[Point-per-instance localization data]
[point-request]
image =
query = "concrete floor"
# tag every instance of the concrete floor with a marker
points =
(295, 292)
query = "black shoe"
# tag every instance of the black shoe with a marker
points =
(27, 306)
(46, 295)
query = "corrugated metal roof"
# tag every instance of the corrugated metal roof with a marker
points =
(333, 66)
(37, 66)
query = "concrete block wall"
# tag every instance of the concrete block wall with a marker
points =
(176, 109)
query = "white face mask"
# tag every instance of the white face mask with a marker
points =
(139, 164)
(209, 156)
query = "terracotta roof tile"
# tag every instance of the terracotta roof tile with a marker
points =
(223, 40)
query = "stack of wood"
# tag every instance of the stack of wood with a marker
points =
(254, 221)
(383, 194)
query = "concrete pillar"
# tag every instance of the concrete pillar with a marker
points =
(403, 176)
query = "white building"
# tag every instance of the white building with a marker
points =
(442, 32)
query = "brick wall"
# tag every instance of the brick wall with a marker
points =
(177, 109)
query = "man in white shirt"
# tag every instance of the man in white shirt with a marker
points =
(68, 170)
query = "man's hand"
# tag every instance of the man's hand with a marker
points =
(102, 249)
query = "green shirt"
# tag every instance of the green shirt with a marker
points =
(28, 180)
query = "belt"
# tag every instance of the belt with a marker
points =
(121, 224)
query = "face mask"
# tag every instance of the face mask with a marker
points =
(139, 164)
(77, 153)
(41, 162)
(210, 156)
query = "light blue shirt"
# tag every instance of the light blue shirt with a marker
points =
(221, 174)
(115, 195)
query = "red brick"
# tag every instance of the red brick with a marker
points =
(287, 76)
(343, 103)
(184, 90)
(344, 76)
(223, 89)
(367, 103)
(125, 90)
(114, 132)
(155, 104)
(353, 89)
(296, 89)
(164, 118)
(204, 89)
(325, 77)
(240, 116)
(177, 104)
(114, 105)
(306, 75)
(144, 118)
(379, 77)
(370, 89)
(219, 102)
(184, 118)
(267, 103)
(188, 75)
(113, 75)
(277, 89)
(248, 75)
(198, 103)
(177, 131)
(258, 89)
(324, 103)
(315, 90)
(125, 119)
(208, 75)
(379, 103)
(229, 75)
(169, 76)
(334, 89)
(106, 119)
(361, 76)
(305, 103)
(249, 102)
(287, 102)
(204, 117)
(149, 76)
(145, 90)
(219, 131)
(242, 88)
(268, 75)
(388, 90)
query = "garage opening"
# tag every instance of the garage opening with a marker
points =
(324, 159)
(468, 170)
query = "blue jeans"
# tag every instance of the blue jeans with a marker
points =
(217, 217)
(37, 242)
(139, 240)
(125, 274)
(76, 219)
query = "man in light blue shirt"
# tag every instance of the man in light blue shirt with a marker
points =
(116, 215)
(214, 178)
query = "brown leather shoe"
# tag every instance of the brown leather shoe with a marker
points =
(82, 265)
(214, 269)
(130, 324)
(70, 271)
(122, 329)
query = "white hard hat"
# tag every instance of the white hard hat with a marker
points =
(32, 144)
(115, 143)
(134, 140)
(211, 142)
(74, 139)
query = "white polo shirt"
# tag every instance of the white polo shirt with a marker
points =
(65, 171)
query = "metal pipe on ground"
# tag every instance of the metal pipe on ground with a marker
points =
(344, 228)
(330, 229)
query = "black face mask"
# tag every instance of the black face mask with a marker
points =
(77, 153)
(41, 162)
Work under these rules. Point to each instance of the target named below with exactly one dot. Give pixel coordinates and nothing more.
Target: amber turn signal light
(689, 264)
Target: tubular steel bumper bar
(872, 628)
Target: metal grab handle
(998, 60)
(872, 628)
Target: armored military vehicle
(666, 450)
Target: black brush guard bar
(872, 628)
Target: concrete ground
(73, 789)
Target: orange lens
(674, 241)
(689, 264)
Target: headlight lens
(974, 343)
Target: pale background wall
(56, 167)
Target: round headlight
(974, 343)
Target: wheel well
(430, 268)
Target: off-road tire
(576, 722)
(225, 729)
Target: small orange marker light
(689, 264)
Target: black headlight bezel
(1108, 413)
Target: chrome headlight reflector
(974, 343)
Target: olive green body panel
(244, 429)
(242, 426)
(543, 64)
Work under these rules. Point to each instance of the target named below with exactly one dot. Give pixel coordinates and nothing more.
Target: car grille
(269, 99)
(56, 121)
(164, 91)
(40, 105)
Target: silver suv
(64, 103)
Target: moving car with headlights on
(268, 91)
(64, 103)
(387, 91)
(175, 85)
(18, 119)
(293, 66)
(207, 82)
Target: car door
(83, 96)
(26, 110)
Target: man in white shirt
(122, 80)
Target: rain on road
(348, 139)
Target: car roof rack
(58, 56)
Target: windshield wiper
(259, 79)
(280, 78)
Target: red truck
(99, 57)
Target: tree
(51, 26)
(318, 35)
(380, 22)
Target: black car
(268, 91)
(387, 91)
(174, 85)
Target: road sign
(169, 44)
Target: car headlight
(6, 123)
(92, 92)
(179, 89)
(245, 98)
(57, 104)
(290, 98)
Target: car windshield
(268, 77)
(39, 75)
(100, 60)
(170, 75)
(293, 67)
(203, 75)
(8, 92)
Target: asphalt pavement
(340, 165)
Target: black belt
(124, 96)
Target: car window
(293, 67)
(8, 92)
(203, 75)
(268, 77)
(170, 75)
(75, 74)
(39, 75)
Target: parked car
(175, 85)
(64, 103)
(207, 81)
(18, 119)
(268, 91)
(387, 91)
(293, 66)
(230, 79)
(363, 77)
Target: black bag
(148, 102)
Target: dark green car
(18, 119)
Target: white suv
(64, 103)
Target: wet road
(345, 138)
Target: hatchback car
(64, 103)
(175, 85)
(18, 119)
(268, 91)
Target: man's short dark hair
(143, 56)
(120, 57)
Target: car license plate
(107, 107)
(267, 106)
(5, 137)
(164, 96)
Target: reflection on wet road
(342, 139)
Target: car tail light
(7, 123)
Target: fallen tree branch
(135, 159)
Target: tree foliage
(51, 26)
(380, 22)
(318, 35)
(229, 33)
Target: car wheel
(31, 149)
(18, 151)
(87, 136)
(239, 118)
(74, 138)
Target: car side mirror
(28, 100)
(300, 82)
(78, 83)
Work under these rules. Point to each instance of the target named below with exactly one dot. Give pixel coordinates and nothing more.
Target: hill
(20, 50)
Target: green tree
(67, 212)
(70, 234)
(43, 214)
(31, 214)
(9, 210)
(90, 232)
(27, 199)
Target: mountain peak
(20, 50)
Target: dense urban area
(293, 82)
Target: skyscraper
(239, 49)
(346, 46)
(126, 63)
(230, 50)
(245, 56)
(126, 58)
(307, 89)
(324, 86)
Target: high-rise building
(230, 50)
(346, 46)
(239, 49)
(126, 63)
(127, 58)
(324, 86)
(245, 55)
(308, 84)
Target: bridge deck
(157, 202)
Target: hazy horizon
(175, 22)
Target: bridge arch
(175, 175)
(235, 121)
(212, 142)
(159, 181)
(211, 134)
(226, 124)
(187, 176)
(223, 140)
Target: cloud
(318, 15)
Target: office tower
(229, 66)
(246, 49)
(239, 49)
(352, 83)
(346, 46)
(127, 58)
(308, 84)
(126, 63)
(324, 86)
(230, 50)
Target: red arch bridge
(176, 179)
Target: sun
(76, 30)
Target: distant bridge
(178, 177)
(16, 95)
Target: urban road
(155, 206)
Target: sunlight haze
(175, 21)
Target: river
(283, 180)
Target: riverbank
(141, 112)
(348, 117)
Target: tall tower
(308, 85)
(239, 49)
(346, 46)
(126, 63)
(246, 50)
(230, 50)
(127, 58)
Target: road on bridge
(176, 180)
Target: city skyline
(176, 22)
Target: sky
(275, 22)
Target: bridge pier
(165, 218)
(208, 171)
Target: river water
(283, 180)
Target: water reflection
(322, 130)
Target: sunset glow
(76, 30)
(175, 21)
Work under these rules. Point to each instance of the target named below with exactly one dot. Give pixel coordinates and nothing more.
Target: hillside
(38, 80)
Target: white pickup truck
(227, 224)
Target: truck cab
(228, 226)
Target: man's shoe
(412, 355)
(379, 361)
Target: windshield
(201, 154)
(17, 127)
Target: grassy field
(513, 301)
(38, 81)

▶ INSTRUCTIONS TO FOLLOW
All lines above containing the string "hard": copy each one.

▶ WRITTEN SOLUTION
query = "white hard hat"
# tag every instance of the white hard hat with a marker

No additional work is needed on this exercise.